* Extract provided
*****

Well, I must face it: I’m a sucker for a happy ending. So when my wife dragged me off to this movie, she didn’t have to drag very hard.

Anna Scott (Julia Roberts), greatest Film Goddess in the world, is in London for the opening of her new SF spectacular Helix. (One scene from the film shows Roberts wearing a space suit. The suit is straight out of Barbarella. Unfortunately, unlike that earlier movie, Roberts is not shown straight out of the suit…) Further out in the West End, in the quaint little district of Notting Hill, (1) William Thacker (Hugh Grant) is involved in his own business of running a small travel book store that would probably show some black ink if only he were to add a few novels by Dickens or Grisham to the shelves. Then Anna Scott walks in to buy a book about Turkey…

Boy meets girl. Boy and girl dance around the obvious (first date: a sister’s birthday party). Boy and girl walk in park. Boy and girl have first romantic tryst rudely aborted (girl’s boyfriend shows up). Boy loses girl. Girl comes looking for shoulder to cry on (when all those old Hustler pictures are picked up by the tabloids). Love triumphs. Love loses. Love triumphs again. Need I go into further details?

*****

* Required work
According to the movie review, why didn't the writer's wife have to drag very hard? Answer in one to three sentences. The material after this review is separate from it.

* Given data

*****

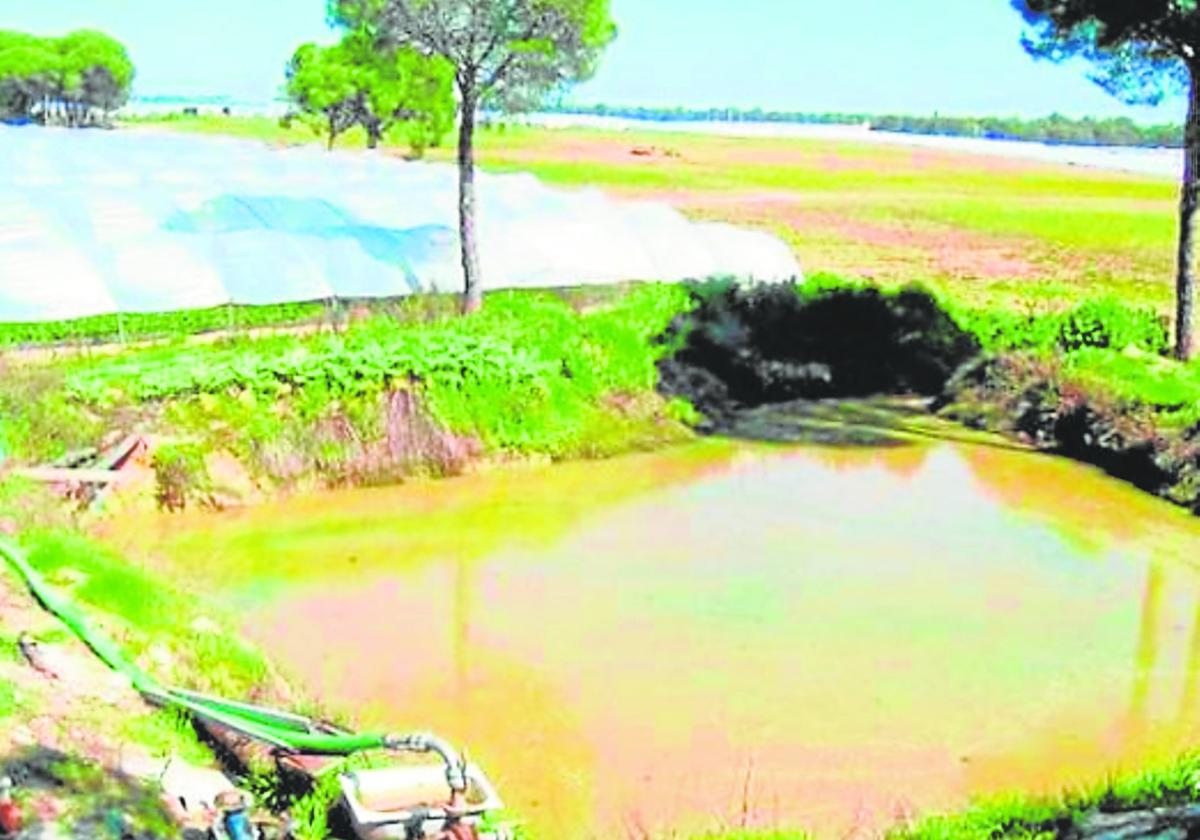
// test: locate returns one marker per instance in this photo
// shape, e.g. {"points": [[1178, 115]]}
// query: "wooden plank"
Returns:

*****

* Answer to this exercise
The writer is a sucker for a happy ending. That is why the wife didn't have to drag very hard to take the writer to this movie.